- REQUIRED ACTIONS:
- a) In the photo essay on the St. Martin drought, what do most models predict about rainfall in the area over the coming decades?
- b) Carry on the photo essay about the St. Martin drought after its final sentence, keeping its pattern of short headed sections.

Shadow of a Drought

A Photo Essay — St. Martin 2015


Postcard from the Future

The climate is influenced by many factors and is notoriously difficult to model. Temperatures are increasing, and weather patterns are likely to change as well. The frequency of extreme conditions—from storms to droughts—is also forecast to increase. Most models predict that our area, already dry, will receive even less rainfall in the coming decades.


Feast Before the Famine

These Snowy Egrets—and many other wetland foragers—are quick to take advantage of small prey trapped in disappearing ponds. Small ponds carved from the edges of larger ones by roads and other development often evaporate completely during drought. Birds congregate for a few days of easy hunting, but then must move on when the ponds vanish.


Last Refuges

The ponds that remain stand out against the parched hillsides. They are alive with the buzz of insects and the chatter of birds. Green leaves reflect in the surface of the water, defying the sun.


Danger Begins at Home

Dying mangroves drove a large egret colony to nest in a new location beside a pond that dried into nothing. Exposed on all sides, young egrets were more vulnerable to predators and quick to leave their nests in fright. Bodies of fallen chicks rest beneath the mangroves.

- DATA LISTING:

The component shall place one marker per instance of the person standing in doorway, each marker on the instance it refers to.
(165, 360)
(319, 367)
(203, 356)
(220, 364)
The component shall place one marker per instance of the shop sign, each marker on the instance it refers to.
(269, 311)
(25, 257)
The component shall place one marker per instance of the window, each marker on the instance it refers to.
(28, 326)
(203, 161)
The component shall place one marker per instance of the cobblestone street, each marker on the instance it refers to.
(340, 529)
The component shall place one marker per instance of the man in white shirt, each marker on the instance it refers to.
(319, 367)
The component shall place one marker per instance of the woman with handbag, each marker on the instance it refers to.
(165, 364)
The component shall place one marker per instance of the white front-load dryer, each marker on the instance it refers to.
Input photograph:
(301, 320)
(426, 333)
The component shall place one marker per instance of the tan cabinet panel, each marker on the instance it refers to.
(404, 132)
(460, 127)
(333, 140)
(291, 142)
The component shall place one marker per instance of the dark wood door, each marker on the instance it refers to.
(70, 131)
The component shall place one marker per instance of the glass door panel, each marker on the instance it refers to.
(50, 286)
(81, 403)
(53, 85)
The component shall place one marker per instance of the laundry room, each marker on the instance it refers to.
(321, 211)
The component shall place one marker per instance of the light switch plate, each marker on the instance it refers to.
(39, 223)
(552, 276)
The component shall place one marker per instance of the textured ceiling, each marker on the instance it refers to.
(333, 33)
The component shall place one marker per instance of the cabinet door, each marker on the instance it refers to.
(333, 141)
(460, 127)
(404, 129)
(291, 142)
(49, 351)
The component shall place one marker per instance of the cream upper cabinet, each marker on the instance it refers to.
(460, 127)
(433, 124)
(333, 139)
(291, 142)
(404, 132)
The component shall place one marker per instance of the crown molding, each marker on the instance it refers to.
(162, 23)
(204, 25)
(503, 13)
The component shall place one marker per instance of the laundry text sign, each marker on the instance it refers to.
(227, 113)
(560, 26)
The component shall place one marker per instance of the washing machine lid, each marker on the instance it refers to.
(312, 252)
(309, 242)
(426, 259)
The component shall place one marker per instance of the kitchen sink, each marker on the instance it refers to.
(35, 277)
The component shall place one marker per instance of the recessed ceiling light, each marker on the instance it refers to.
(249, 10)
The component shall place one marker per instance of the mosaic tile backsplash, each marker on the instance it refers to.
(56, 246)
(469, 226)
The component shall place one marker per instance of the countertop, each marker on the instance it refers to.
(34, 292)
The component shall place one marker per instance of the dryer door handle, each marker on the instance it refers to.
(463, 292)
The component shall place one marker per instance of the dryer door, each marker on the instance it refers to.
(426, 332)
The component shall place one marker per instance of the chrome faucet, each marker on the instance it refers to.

- ANSWERS BELOW:
- a) Most models predict that the area will receive even less rainfall in the coming decades.

- b)
Dying Young

Adult birds can move from pond to pond when conditions become inhospitable. Until they are able to fly, chicks are not always so lucky. A prime nesting spot in February can become a deadly mistake by April, but by then it is too late. Between extreme rains that could flood a nest and drought that can parch a pond, Black-necked Stilts and other breeding pond birds walk a fine line every year.


Tapestry of Survival

On scrubby hillsides, each color reflects a strategy for dealing with dry weather. Some trees and shrubs lose their leaves altogether to conserve moisture, leaving bare branches in white, brown and red. Yellows, oranges and greens are showcased by others, preparing to lose leaves or starting to grow new ones in hopeful anticipation of rain.


Hungry Beasts

The plight of livestock during the drought has been impossible to ignore. Lack of food has brought them down from the hills and through fences, onto roadways and into gardens in search of anything green to eat. Some relief has come in the form of hay and animal feed. In a future that looks increasingly dry, do livestock have a place on St. Martin?


Hills on Fire

Brushfires are common during the spring dry season. Whipped by the easterly wind, they can burn dry grass fast enough to leave trees untouched. Insects fly from the flames into the waiting mouths of Cattle Egrets. In an average year, burned patches explode into green with the next rainfall. Without the rain, barren hillsides wait.


Turned to Stone

Hillsides cleared for sugarcane plantations lost their soil, with no native roots left to hold it in place. Tenacious plants and grasses maintain an illusion of fertility as long as they can before finally revealing a legacy of stone.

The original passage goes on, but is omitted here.